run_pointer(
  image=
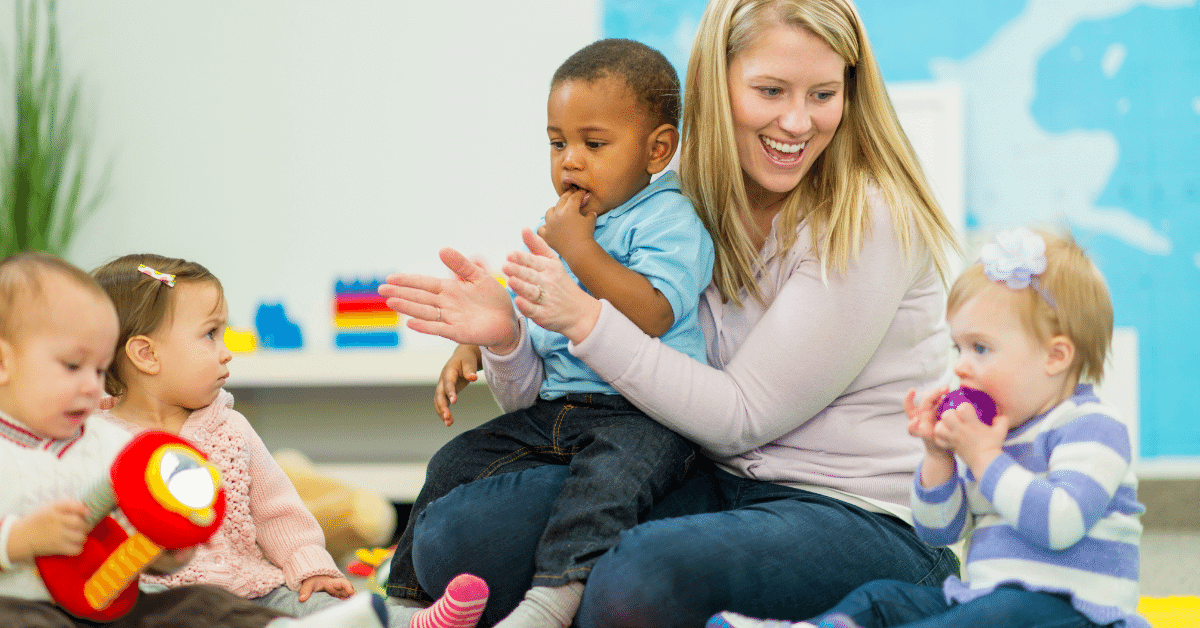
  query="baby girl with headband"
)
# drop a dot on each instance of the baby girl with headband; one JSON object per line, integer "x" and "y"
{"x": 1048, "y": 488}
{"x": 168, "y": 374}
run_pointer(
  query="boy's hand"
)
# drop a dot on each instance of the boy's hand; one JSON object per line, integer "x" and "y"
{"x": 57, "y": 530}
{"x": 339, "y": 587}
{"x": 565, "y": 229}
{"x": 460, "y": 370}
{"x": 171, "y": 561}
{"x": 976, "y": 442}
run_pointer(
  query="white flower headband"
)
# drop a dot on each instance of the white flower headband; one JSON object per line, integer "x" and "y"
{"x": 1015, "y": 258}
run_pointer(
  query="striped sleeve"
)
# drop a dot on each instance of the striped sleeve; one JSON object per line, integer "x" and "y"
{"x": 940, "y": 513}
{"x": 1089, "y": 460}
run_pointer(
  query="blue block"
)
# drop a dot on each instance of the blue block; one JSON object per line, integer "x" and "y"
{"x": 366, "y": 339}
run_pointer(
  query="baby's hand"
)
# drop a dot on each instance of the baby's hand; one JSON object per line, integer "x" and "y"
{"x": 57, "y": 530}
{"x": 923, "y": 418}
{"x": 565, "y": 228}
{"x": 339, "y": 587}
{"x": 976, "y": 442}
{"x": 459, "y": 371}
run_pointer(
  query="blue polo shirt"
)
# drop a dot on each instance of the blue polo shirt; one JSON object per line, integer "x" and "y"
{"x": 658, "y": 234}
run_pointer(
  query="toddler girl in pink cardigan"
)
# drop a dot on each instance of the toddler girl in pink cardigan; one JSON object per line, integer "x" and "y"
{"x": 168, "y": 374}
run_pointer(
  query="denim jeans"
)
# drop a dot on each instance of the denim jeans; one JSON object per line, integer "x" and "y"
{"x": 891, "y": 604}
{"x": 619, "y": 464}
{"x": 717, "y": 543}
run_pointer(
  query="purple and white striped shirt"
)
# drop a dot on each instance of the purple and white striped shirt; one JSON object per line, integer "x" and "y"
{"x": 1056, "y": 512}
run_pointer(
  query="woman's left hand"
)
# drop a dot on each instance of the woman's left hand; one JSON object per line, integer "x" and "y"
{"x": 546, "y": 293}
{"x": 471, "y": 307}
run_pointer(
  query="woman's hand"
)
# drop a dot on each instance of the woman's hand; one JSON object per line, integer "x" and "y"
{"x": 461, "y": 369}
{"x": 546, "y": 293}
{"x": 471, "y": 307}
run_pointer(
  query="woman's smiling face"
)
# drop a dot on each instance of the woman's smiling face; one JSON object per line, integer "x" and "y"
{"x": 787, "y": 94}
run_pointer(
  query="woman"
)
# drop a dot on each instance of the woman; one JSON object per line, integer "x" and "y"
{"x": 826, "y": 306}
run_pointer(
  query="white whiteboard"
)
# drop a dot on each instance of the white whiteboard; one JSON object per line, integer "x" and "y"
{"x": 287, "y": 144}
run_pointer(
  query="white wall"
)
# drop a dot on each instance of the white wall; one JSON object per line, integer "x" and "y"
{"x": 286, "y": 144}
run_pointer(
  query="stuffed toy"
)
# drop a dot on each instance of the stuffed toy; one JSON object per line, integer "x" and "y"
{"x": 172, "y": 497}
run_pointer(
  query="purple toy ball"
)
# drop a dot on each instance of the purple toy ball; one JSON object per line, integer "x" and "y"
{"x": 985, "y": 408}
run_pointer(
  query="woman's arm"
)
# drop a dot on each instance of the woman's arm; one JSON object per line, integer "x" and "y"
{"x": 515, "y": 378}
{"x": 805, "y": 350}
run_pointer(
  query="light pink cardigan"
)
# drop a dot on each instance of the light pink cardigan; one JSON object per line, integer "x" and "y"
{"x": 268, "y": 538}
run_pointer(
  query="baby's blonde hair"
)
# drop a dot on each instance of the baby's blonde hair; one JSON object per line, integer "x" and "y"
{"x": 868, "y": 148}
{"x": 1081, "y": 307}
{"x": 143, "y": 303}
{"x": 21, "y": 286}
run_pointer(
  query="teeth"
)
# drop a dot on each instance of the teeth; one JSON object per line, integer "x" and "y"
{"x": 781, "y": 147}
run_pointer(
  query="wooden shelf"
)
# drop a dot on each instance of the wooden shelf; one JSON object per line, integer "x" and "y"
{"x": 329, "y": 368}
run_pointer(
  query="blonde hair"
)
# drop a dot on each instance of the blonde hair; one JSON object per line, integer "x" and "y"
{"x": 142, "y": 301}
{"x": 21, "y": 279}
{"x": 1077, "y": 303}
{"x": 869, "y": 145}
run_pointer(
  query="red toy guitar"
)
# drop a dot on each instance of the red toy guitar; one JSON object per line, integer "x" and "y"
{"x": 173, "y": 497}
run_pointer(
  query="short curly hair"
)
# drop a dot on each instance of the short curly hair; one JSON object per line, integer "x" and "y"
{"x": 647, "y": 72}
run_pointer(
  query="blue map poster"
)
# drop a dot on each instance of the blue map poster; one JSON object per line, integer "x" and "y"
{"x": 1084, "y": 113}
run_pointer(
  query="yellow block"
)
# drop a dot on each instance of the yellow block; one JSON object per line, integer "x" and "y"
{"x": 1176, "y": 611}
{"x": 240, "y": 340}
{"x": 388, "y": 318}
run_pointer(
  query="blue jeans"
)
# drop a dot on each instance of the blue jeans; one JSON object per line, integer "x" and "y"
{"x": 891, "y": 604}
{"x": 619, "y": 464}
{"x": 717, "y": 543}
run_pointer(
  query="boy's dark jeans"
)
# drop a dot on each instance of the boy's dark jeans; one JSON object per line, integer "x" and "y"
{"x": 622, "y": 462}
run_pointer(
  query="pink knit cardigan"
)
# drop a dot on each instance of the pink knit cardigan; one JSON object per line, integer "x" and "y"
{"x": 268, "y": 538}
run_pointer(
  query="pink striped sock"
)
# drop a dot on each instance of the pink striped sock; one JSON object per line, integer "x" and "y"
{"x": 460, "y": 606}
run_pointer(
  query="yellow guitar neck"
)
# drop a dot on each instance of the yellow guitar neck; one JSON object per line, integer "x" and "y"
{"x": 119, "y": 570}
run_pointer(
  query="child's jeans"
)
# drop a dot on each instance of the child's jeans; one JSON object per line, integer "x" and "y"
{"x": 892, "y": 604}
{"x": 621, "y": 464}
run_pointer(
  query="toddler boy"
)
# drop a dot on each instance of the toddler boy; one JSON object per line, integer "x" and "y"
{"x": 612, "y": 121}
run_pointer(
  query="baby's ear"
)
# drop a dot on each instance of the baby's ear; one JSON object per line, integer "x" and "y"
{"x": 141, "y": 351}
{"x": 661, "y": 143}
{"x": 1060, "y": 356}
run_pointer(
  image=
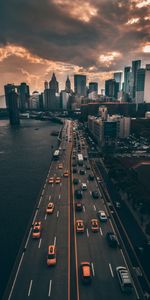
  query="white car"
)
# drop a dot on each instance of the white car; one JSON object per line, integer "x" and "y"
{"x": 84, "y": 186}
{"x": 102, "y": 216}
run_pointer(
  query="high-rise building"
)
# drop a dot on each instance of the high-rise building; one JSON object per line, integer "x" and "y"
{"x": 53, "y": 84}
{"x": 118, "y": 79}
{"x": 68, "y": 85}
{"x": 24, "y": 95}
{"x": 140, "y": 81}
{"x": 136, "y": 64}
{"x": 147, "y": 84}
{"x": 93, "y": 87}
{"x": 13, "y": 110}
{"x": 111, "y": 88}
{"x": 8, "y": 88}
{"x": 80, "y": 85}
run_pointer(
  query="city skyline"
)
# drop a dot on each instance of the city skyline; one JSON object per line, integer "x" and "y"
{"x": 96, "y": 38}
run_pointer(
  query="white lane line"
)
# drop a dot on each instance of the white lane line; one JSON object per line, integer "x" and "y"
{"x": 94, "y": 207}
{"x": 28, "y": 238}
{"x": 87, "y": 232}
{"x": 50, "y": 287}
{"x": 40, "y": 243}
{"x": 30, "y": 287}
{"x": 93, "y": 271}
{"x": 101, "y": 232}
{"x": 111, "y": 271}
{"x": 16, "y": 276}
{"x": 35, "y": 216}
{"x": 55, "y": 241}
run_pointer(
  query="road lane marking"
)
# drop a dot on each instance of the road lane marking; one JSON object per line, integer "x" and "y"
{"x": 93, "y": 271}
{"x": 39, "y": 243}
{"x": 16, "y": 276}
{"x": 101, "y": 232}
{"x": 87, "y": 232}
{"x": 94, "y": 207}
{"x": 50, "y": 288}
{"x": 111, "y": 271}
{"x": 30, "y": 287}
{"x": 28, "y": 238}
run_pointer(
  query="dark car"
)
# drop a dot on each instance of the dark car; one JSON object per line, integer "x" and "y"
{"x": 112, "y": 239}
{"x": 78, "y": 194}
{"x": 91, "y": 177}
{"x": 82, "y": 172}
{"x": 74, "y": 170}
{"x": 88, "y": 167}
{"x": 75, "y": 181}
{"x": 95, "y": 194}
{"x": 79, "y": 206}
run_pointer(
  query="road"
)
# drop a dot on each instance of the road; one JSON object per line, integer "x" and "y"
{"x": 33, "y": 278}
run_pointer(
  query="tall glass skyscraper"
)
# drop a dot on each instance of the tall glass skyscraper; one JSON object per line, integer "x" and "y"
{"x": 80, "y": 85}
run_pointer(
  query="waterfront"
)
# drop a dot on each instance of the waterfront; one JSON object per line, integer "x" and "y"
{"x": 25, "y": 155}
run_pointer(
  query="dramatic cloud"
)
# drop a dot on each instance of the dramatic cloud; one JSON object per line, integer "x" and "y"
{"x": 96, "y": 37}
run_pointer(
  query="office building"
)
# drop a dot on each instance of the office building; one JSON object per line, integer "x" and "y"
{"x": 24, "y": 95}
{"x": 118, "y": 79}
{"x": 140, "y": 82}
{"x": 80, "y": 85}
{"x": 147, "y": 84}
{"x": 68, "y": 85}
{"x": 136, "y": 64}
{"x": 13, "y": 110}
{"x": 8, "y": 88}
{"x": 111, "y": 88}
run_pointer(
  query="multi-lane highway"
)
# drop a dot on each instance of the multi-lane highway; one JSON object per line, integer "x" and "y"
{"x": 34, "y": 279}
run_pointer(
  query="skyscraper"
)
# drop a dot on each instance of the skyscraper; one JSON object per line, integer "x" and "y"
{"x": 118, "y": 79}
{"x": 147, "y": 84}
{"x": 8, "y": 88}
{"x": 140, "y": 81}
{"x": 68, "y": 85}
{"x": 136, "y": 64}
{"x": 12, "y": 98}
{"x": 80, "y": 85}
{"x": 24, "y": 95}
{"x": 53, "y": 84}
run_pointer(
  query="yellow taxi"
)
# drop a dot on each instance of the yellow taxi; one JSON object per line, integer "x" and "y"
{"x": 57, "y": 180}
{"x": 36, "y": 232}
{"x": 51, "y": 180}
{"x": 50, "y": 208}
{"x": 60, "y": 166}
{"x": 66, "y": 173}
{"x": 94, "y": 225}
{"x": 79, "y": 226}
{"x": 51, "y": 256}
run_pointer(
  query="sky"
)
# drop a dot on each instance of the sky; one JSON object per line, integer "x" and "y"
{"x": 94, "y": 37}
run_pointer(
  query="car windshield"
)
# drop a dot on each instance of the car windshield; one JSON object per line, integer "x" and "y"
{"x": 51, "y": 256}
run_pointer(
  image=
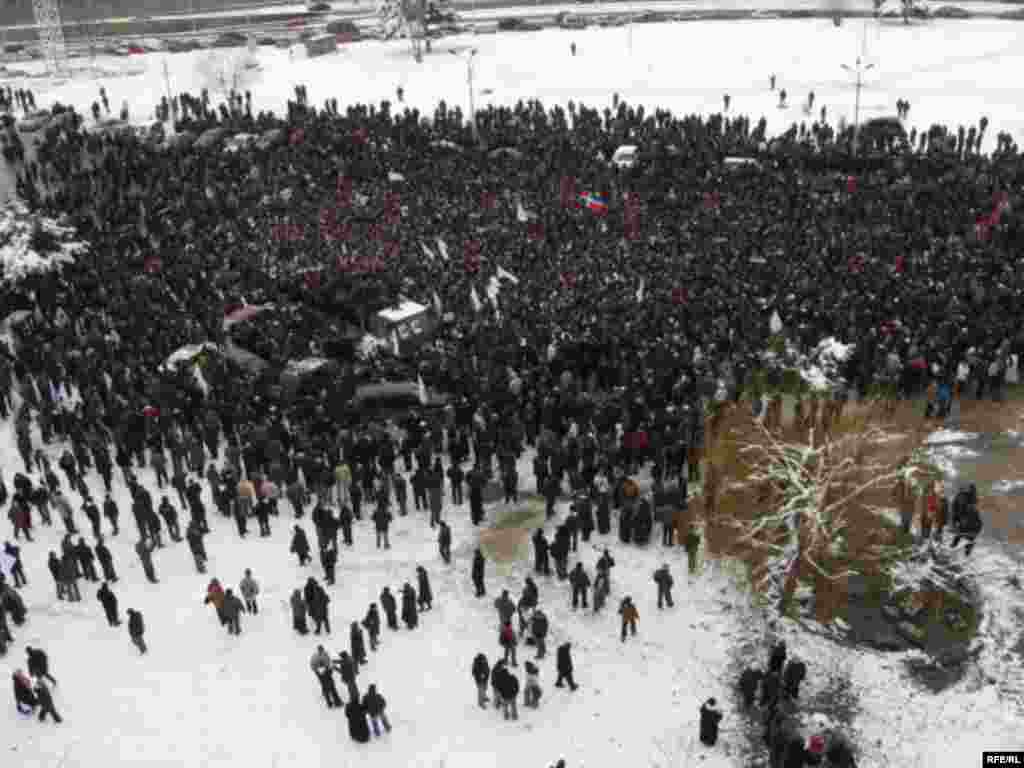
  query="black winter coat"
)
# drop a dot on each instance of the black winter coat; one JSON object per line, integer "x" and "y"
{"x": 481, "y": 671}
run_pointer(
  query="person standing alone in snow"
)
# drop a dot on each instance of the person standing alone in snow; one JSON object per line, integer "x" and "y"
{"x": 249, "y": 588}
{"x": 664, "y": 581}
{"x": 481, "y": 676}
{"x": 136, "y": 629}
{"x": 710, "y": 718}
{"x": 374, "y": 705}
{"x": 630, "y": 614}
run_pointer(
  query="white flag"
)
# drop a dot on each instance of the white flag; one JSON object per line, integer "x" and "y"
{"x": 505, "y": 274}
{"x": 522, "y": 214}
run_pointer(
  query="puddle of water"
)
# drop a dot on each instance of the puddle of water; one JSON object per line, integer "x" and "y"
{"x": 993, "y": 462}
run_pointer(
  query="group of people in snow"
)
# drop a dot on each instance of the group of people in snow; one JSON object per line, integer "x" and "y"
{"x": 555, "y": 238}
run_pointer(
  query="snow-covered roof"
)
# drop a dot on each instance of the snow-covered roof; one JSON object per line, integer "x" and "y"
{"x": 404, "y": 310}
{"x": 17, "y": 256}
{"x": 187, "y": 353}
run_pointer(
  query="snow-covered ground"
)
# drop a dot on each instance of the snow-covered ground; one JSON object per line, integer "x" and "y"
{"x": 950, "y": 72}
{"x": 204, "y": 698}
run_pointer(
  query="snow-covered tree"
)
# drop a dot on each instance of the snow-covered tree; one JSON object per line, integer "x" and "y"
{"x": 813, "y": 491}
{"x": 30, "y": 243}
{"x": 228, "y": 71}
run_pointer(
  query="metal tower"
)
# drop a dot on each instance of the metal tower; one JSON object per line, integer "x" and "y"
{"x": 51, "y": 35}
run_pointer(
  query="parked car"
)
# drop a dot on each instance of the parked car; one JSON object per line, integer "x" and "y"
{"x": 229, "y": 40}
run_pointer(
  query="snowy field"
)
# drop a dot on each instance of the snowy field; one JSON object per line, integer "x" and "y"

━━━━━━━━━━

- _TO DO_: Going from the line that has "# drop a dot on each instance of the metal" through the last line of the entries, retype each line exactly as given and add nothing.

- _COMPLETED TASK_:
# drop a dot on each instance of the metal tower; one JSON object per line, integer "x" and "y"
{"x": 51, "y": 35}
run_pointer(
  query="parked car"
)
# drop a dot on each instance of the parked car; one JSON object per line, integer "x" and "y"
{"x": 229, "y": 40}
run_pointer(
  query="snowy field"
)
# drop a dot on each instance of the snowy field; one JSON object per line, integer "x" and "y"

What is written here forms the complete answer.